(DATA ROWS)
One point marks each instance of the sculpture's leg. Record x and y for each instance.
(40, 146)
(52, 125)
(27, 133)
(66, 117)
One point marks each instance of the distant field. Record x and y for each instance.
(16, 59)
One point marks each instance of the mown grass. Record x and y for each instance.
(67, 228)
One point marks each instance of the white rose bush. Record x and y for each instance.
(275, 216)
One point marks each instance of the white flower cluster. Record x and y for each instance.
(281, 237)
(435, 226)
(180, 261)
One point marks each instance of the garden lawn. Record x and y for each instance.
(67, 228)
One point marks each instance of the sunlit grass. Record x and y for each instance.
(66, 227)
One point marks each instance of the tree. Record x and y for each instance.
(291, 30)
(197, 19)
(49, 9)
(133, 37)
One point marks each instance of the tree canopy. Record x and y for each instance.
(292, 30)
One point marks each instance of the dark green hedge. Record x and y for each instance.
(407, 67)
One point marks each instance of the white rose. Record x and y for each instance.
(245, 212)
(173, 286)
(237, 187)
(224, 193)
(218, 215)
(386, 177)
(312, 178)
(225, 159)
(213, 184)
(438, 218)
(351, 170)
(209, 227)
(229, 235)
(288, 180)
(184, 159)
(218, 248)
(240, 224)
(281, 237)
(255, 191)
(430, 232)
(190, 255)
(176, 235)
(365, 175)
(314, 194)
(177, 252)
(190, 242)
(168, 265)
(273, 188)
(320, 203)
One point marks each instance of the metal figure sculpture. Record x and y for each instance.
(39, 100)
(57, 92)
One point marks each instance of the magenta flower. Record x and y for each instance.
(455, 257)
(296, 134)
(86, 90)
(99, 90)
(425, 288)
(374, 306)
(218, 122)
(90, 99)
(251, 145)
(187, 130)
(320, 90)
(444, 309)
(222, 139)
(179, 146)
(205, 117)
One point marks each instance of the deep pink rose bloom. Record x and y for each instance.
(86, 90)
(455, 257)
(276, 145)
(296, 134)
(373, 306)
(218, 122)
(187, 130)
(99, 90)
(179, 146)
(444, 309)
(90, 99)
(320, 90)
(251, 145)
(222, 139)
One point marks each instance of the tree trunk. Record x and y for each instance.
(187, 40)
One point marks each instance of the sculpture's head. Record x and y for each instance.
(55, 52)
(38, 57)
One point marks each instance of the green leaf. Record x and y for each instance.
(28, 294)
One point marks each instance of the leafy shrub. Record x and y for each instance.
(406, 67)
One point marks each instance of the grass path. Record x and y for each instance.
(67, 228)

---

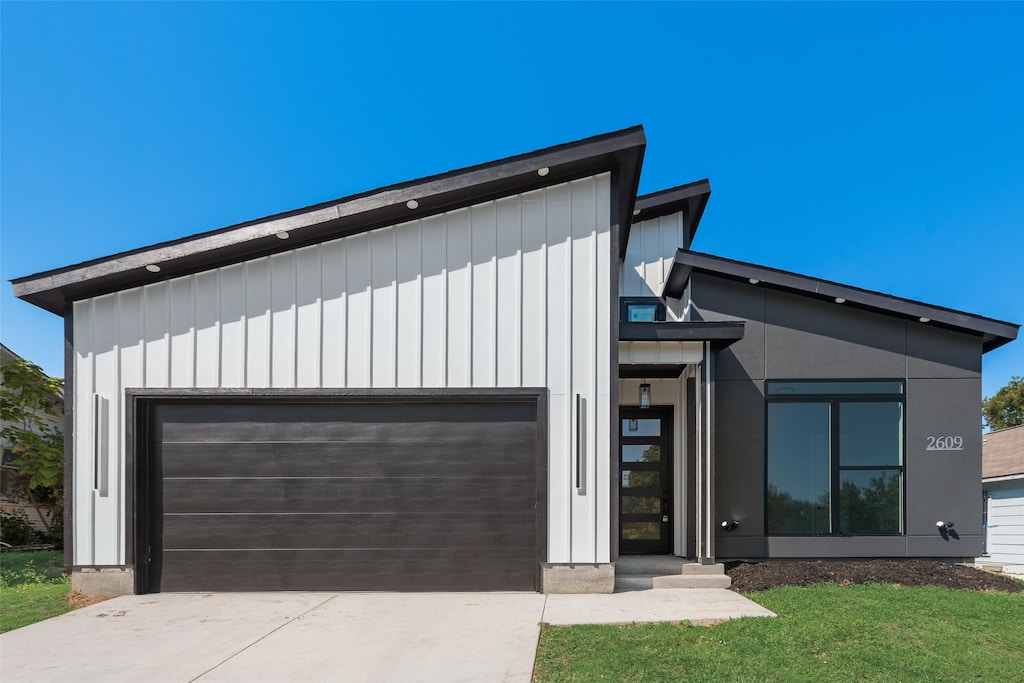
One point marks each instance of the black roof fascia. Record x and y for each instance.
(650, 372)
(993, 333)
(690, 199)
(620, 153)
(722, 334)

==

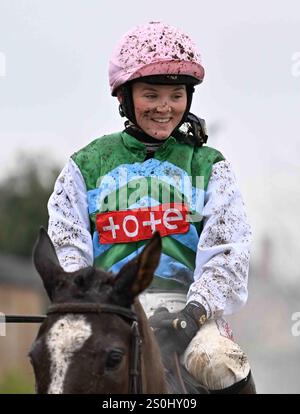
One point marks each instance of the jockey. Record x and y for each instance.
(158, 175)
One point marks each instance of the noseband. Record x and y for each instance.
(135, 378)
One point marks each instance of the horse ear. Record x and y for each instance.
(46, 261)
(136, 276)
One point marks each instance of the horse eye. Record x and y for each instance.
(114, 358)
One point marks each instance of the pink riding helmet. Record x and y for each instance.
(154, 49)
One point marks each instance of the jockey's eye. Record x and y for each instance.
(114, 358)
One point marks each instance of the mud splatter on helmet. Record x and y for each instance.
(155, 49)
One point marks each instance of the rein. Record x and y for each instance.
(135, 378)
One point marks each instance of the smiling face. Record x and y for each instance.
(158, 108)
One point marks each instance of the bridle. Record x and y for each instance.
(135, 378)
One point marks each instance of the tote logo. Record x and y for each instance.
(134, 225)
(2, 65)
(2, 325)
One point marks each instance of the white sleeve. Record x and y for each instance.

(INSTRUCTIONS FOR THE TASK) Rewrite the listing from the line with "One point marks each instance of the tote" up to and including the line with "One point marks each instance of the white sleeve.", request lines included, and multiply every x and y coordinate in the answer points by 0.4. Round each result to a whole number, with halves going up.

(FULL RESPONSE)
One point marks each instance of the tote logo. Record x and y for each instance.
(54, 90)
(1, 26)
(1, 130)
One point marks each instance of the white sleeve. Record x and y for each instance.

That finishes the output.